Task to carry out
Pull out every line below that contains the string "road", copying each one in full.

# start of Supplied material

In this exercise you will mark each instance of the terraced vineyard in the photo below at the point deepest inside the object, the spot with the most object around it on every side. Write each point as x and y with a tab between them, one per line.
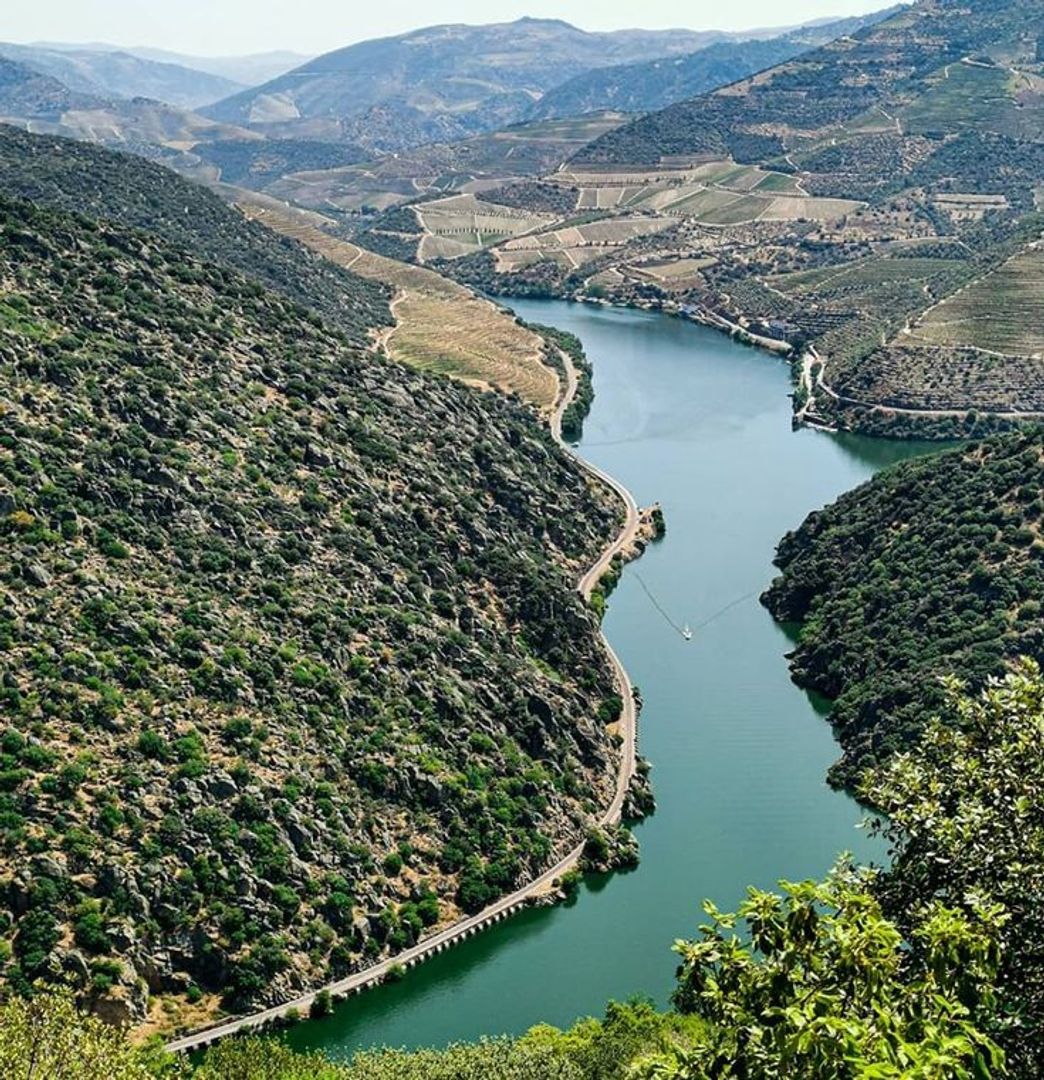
1002	312
464	224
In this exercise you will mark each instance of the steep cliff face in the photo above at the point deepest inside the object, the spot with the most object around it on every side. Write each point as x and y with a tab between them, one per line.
290	659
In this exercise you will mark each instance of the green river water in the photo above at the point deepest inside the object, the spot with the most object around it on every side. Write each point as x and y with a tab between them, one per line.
689	418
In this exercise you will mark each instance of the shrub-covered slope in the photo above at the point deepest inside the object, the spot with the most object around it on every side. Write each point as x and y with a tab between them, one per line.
290	660
934	567
125	189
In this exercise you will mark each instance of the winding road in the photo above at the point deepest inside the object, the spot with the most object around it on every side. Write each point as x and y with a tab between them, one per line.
540	886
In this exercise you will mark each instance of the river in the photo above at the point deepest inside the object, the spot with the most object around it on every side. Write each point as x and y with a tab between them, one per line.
683	416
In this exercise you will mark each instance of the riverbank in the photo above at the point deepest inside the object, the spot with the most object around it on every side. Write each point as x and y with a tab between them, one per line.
622	545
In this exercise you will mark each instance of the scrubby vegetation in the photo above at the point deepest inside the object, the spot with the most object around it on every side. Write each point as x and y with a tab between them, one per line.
130	191
934	566
931	969
290	659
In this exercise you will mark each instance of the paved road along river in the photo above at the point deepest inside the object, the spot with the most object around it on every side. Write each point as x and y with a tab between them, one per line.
685	416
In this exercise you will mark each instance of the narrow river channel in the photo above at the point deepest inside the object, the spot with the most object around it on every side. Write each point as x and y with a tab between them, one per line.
685	416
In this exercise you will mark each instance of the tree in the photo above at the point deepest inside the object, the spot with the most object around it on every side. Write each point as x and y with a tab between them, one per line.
966	823
824	987
49	1038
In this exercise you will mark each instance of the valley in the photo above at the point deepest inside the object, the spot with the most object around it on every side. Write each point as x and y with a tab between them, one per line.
326	378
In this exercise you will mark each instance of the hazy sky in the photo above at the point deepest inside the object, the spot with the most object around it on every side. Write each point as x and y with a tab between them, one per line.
216	27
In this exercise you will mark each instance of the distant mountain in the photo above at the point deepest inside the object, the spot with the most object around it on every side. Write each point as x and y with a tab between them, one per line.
656	83
248	70
42	104
442	83
122	75
72	176
25	92
872	76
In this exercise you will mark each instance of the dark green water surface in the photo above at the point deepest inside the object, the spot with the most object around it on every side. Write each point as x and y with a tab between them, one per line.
686	417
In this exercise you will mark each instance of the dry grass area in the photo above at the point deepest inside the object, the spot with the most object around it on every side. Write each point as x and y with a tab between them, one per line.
439	325
1002	312
714	192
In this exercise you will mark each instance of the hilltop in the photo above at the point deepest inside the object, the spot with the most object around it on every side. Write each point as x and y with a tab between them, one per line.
872	207
648	85
125	189
107	73
439	83
308	611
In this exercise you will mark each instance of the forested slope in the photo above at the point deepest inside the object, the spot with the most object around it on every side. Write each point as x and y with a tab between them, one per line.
934	567
290	658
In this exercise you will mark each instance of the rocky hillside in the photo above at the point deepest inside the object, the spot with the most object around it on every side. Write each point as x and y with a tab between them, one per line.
290	661
125	189
441	83
934	566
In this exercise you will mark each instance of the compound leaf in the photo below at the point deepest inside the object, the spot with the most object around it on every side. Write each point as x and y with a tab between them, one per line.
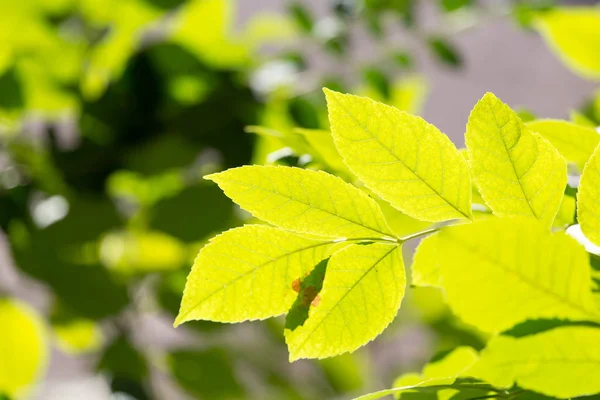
516	170
401	157
574	35
304	201
499	272
562	362
574	142
362	291
247	273
425	267
23	348
588	199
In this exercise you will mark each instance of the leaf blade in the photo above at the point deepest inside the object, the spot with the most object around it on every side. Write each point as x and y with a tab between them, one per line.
576	143
403	159
517	171
351	274
499	272
588	208
304	201
562	362
247	273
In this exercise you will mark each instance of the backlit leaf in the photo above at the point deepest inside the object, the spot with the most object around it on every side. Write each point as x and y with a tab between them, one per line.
305	201
361	294
499	272
247	273
425	267
574	35
588	199
563	362
516	170
575	143
402	158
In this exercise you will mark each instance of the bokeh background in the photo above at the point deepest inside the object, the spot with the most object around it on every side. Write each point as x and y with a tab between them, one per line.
111	111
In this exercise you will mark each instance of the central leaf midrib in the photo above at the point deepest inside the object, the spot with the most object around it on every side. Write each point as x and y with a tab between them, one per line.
400	160
384	234
531	283
350	289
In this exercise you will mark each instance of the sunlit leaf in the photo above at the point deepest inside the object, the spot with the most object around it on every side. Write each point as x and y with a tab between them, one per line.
574	35
588	199
305	201
402	158
574	142
248	273
361	294
516	170
499	272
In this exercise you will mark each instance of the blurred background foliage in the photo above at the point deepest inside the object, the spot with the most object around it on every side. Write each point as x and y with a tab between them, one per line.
111	111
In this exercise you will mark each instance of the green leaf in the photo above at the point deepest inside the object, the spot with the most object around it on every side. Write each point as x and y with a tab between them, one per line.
516	170
247	273
402	158
304	201
425	267
23	348
574	142
322	143
435	389
499	272
362	291
562	362
588	199
574	35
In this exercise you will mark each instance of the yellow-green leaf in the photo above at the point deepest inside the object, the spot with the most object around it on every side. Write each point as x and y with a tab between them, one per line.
574	142
305	201
425	267
499	272
562	362
588	199
362	291
573	33
401	157
23	348
247	274
516	170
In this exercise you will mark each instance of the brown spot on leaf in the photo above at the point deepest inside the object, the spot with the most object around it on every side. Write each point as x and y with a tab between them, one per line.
296	285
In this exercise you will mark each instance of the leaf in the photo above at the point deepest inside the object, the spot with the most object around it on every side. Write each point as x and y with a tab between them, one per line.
516	170
562	362
362	291
322	143
247	273
23	348
499	272
445	52
575	143
304	201
402	158
438	372
588	199
434	389
425	267
574	35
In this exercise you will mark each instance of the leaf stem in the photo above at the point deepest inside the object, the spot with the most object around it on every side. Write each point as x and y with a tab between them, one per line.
418	234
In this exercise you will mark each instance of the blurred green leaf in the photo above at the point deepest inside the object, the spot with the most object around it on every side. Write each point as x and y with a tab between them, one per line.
207	373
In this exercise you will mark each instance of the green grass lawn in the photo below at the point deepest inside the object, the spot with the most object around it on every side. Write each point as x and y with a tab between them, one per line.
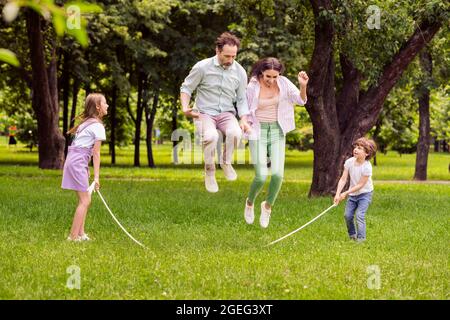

# end of Supplied material

Task response
In this exercise you will mark each instance of the winding road in the photo above at the point deepest inside the object, the spot with the most object around it on every side. Write each point as x and y with a tab between them, one per line.
In this exercise you will mark each instance of the paved road along river in the photo above at the point deepest inside the object, the spot with the most object around it on every side. Write each point as x and y with a tab between them, one per line.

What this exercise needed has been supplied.